#### [Tâches à réaliser]
a) Répondez à ces questions d'après le texte sur l'appréciation du riz, en reprenant les repères (i), (ii) et (iii), un par ligne :
(i) Quel riz la plupart des consommateurs de la commune de Glazoué préfèrent-ils ?
(ii) Quel test a servi à vérifier la concordance des classements faits par chaque consommateur ?
(iii) Par rapport à quoi la qualité du riz est-elle d'abord appréciée ?
b) Restituez en CSV à deux colonnes, consigne et reponse, la partie du listing qui commence à la ligne contenant « the white cheese » et va jusqu'à la fin du listing, bornes incluses. Produisez une ligne par paire consigne-réponse, chaque champ entre guillemets et les sauts de ligne remplacés par des espaces.

#### [Texte fourni]
--------

6.2. Critères endogènes
d'appréciation du riz et leur hiérarchisation
Le riz est un aliment produit et largement consommé
par les populations de la commune de Glazoué. Il occupe une place
importante dans la consommation alimentaire des ménages. La plupart des
consommateurs de la commune de Glazoué préfèrent du riz
étuvé pour diverses raisons. Selon les perceptions,
l'étuvage du riz permet d'améliorer ses caractéristiques
culinaires et organoleptiques que sont le taux de brisure, le goût, la
texture, l'homogénéité de la cuisson, etc. Les
préférences des consommateurs locaux se fondent sur
différents critères qu'on peut regrouper en deux
catégories. Il s'agit des critères d'appréciation sur le
riz crû et ceux sur le riz déjà cuit (riz bouilli).
Les critères endogènes d'appréciation du
riz varient d'un individu à un autre ainsi que l'importance relative de
ces derniers dans les systèmes de préférences
individuelles. Mais à partir des préférences
individuellement exprimées, il est possible de dégager une
préférence qui répondra à la
préférence collective. Ainsi, chaque consommateur était
amené à hiérarchiser ses critères de
préférence dans les deux cas (riz cru et riz cuit). Le test de
Kendall a été utilisé pour tester la concordance des
classements faits par chaque consommateur. L'utilisation de ce test se justifie
par le fait que, tous les critères étaient connus d'avance par le
biais de l'étude exploratoire. Ces critères préalablement
identifiés ont été soumis au classement par chaque
consommateur enquêté.
Dans les parties suivantes, nous allons
présenté les critères endogènes
d'appréciations du riz (le riz crû et cuit) ainsi que leur
hiérarchisation c'est-à-dire leur importance relative dans le
système de préférence du consommateur après les
avoir opérationnalisé.
6.2.1. Critères d'appréciation du riz
crû et leur hiérarchisation
6.2.1.1. Critères d'appréciation du riz
crû
La qualité du riz est d'abord appréciée
par rapport à sa présentation qui est un facteur qui attire le
consommateur. Certaines caractéristiques physiques du riz lais sent
déjà présager de sa qualité à la cuisson.
Les critères de jugement de la qualité physique du riz
généralement évoqués par les consommateurs sont :
la propreté, le taux de brisure, la couleur, la saveur/odeur,
l'importance des grains non décortiqués dans l'échantillon
du riz ou taux de paddy, la présence ou non de grains noirs dans
l'échantillon du riz et son aptitude à la conservation.

--------

#### [Listing à exploiter]
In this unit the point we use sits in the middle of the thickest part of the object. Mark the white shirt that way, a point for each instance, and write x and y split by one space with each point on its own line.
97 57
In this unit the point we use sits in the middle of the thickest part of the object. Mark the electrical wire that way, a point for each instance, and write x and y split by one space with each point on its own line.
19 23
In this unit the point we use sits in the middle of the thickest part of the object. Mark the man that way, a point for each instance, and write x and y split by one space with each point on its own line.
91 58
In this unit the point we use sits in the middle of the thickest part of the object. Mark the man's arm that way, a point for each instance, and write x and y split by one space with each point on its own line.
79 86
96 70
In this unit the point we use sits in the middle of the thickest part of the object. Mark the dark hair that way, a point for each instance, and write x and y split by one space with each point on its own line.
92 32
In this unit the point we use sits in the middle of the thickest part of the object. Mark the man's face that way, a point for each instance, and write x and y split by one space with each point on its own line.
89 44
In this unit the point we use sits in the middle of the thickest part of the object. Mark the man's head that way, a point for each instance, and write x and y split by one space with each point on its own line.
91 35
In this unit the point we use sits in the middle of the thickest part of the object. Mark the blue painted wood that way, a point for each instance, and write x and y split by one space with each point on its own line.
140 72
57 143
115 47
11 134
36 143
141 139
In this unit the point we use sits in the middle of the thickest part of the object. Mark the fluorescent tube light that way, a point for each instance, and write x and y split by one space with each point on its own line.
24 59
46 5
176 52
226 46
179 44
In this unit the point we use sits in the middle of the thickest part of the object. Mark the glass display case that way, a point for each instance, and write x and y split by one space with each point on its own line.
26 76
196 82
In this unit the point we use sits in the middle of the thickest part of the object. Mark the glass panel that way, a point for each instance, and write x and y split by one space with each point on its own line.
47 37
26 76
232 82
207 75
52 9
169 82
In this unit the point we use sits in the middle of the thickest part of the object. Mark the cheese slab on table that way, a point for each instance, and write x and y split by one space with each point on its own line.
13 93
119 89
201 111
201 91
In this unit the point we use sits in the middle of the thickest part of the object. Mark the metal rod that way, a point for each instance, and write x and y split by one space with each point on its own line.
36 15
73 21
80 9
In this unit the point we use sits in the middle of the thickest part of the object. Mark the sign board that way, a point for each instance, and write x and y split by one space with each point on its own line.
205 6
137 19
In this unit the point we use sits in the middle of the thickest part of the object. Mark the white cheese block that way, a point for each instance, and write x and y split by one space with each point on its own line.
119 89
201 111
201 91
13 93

--------

#### [Réponses attendues]
a)
(i) Du riz étuvé.
(ii) Le test de Kendall.
(iii) Par rapport à sa présentation.

b)
consigne,reponse
"In this unit the point we use sits in the middle of the thickest part of the object. Mark the white cheese block that way, a point for each instance, and write x and y split by one space with each point on its own line.","119 89 201 111 201 91 13 93"